Provided text ▸

|---|

The latter year-and-a-half I had free time to pursue other interests. My eternal desire to be an actor. A burgeoning desire for screenwriting and film. Performing my own monologues and poetry in front of a crowd. Moving in with my girlfriend and planning to follow her to Pennsylvania for grad school once she finally got out of college.
Nothing in life could seem to be better.
Then, all of a sudden, right around October of 2000, a 7 month for me, things began to change, to die. My girlfriend and I re-evaluated our relationship and decided that at our youthful age, we could maintain our devotion to one another (under the same roof) and start to venture out to try new terrain. She was in school. I was a working stiff. She had my car, my attention, my resources, all donated to help her get through school easier. I had a 40-minute walk to work at 6:00 am most days from a basement apartment located 25 minutes walking from anywhere social in town, friends still in school whose schedules were incompatible from my erratic non-9-to-5-Monday-through-Friday work times, and a growing sense of ignorance from her. I gripped harder, she shunned stronger.
She had study sessions, alcohol and flirtations galore.
I had a basement, alcohol, and independent films to relate to.
Things didn't work out.
We eventually grew so much tension between us that we both moved out to go our own way. Both living alone. She grew closer to her cultish new friends and even developed a new love interest. I grew deeper and deeper into myself, studying Taoism, Numerology, Chakras, and dreaming of going off into the world to strike it out on my own.
Everything in Iowa City reminded me of her.
Every CD in my collection reminded me of her.

|---|

Data for review ▸
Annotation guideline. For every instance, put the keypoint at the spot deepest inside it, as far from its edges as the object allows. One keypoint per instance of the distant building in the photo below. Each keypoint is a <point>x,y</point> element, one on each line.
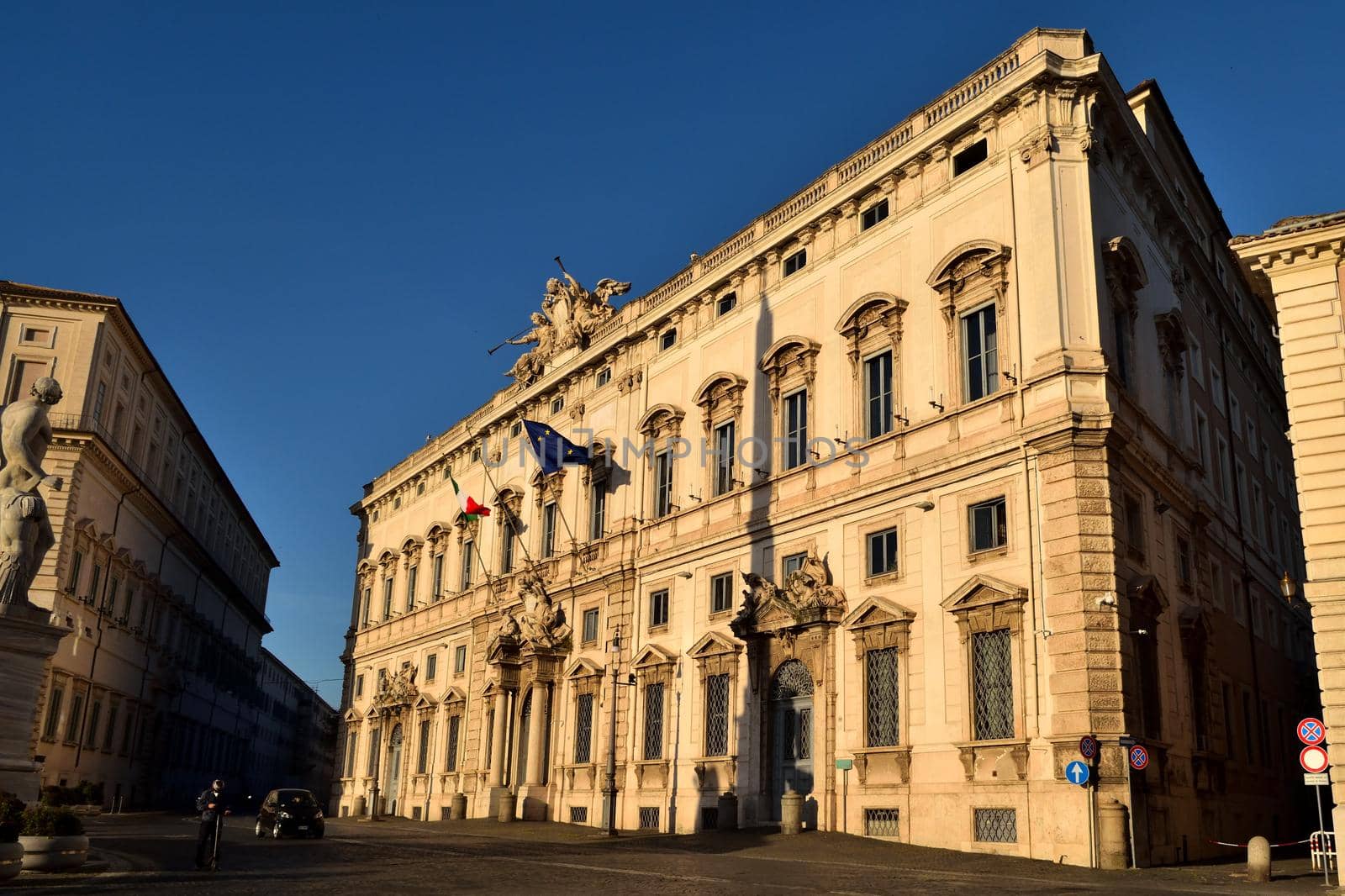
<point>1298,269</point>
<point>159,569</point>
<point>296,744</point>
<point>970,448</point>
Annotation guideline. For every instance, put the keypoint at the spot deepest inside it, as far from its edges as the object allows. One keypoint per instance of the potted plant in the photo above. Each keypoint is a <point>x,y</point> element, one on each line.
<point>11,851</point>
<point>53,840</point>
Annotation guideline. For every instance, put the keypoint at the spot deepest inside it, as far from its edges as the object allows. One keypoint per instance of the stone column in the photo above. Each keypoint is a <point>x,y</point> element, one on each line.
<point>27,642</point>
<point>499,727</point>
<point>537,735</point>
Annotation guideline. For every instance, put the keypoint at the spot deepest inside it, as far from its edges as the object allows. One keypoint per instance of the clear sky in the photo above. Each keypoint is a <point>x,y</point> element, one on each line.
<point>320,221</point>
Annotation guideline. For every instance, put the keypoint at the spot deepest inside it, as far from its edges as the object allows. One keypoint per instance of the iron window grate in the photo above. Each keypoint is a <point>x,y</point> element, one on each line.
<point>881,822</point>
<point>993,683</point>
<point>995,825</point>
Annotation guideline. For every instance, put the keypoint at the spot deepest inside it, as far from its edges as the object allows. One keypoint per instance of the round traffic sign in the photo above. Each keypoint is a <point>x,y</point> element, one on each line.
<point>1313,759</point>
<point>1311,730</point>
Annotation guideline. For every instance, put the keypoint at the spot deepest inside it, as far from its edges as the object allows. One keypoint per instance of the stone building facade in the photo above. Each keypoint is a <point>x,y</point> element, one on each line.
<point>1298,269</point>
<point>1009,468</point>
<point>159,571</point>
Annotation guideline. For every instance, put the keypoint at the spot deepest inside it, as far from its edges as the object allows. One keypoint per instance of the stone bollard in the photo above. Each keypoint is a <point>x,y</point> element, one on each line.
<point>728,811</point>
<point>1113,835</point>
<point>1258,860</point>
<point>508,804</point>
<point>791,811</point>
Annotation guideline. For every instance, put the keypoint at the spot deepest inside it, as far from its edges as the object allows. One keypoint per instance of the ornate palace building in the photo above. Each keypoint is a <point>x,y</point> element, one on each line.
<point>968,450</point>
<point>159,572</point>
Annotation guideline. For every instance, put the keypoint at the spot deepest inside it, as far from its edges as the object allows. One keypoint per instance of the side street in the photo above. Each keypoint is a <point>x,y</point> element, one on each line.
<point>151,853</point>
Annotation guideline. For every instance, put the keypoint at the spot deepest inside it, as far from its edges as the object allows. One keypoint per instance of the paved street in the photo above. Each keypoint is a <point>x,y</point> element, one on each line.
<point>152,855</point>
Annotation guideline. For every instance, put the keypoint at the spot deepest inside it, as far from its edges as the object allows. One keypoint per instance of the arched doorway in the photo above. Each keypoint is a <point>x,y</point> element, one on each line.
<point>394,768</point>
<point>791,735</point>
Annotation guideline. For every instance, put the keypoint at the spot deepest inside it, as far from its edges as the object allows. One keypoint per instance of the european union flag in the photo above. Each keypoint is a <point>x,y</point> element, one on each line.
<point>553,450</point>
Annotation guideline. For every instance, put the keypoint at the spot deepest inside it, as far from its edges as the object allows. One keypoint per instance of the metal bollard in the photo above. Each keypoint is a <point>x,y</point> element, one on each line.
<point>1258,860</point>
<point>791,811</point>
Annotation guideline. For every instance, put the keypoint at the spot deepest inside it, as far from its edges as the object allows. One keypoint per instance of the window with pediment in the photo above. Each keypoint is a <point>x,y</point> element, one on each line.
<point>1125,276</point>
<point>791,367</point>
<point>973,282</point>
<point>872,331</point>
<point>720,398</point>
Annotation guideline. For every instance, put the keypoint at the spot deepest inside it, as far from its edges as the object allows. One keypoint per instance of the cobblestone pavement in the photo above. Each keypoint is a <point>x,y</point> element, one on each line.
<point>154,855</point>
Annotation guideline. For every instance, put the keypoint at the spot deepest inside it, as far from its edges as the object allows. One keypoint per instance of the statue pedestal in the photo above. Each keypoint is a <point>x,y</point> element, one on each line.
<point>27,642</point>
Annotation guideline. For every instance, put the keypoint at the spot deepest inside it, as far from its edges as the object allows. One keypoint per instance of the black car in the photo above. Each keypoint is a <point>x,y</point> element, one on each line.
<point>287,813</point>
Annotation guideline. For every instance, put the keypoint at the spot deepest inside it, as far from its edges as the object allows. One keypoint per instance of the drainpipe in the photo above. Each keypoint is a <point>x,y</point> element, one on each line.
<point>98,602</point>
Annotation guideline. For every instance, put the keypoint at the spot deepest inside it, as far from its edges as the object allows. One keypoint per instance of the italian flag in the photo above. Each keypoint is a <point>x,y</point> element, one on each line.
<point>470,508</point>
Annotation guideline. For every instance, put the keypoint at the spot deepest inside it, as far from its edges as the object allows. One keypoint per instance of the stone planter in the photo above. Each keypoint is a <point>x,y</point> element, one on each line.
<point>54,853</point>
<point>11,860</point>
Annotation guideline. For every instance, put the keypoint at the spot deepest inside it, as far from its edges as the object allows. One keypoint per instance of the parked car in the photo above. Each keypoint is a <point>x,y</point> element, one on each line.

|---|

Tasks to complete ▸
a – In the memoir excerpt, how long was the writer's walk to work most days?
b – Return the stretch of the memoir excerpt from "Nothing in life" through "and flirtations galore.".

Your written answers ▸
a – 40 minutes

b –
Nothing in life could seem to be better.
Then, all of a sudden, right around October of 2000, a 7 month for me, things began to change, to die. My girlfriend and I re-evaluated our relationship and decided that at our youthful age, we could maintain our devotion to one another (under the same roof) and start to venture out to try new terrain. She was in school. I was a working stiff. She had my car, my attention, my resources, all donated to help her get through school easier. I had a 40-minute walk to work at 6:00 am most days from a basement apartment located 25 minutes walking from anywhere social in town, friends still in school whose schedules were incompatible from my erratic non-9-to-5-Monday-through-Friday work times, and a growing sense of ignorance from her. I gripped harder, she shunned stronger.
She had study sessions, alcohol and flirtations galore.